- **TASK**
Beginning with the line where "For the benchmark, spot each instance of the pointed" appears, repeat every remaining line of the entries exactly, the last line included.

- **DATASET EXTRACT**
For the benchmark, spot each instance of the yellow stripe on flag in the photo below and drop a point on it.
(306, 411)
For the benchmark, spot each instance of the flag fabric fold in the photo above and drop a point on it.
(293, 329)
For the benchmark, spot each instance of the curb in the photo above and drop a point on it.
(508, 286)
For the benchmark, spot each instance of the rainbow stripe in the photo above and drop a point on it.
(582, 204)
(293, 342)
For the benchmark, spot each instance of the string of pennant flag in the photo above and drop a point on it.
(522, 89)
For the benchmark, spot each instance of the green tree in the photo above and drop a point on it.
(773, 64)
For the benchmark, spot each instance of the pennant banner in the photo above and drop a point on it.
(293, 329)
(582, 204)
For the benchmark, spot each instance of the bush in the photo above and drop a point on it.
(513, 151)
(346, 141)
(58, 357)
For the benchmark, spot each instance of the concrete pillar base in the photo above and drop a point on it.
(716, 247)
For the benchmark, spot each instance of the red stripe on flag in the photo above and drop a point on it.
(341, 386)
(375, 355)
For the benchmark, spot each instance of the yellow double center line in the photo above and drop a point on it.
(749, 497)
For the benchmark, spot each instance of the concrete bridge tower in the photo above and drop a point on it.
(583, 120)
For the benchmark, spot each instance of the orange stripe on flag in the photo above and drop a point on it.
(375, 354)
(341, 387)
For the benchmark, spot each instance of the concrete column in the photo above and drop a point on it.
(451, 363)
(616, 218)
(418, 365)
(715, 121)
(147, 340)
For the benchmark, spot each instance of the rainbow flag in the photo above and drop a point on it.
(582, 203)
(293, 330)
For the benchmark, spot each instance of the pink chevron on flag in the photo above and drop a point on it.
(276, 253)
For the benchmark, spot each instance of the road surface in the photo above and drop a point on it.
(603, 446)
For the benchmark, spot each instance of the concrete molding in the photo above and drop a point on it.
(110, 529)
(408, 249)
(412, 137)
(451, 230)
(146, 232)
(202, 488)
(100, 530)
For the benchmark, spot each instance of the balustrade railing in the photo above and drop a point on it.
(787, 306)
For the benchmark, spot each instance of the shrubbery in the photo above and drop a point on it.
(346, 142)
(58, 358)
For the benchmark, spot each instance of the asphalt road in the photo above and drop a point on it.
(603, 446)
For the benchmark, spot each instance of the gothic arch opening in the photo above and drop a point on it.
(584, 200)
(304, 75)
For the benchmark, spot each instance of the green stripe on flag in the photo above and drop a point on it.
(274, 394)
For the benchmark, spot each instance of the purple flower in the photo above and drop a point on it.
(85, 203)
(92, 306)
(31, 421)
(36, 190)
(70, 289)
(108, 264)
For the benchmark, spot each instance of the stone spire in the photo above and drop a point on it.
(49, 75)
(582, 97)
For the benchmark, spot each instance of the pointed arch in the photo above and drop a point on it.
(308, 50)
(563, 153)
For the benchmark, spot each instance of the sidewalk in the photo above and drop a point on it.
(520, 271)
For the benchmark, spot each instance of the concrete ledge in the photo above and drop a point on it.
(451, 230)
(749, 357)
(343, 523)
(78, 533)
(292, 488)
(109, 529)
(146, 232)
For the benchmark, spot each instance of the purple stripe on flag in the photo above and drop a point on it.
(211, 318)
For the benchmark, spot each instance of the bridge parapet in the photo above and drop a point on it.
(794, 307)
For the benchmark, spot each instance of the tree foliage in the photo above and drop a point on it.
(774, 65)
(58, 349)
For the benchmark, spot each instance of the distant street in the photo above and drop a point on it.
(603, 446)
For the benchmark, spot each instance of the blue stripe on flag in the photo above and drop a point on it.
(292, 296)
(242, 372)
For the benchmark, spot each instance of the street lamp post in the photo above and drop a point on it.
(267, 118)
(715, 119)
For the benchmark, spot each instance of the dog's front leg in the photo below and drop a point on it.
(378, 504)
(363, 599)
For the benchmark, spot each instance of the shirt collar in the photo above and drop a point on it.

- **FINISHED ANSWER**
For the benchmark, spot each instance of the pointed arch in the photo above and drop a point on it.
(308, 50)
(563, 153)
For the benchmark, spot each instance of the sidewalk in the photo above and drop a point on it.
(520, 271)
For the benchmark, spot each instance of the concrete ledge in the photo above and drop a point on it.
(451, 230)
(749, 357)
(343, 523)
(78, 533)
(292, 488)
(109, 529)
(146, 232)
For the benchmark, spot each instance of the purple stripe on flag in the photo above and drop a point on it.
(211, 318)
For the benchmark, spot each instance of the bridge parapet in the photo above and drop a point on it.
(794, 307)
For the benchmark, spot each instance of the tree foliage in the photo above and drop a point on it.
(774, 65)
(58, 349)
For the benchmark, spot each instance of the distant street in the photo above and drop a point on it.
(603, 446)
For the benchmark, spot each instance of the blue stripe on flag in the photo above and drop a point on it.
(292, 296)
(242, 372)
For the benchmark, spot each instance of the street lamp post in the photo above and drop a point on it.
(267, 118)
(715, 119)
For the benchmark, spot each instance of the dog's front leg in the photo below and drop a point on it.
(378, 504)
(363, 599)
For the benchmark, spot each instance of the shirt collar in the photo above and drop a point on it.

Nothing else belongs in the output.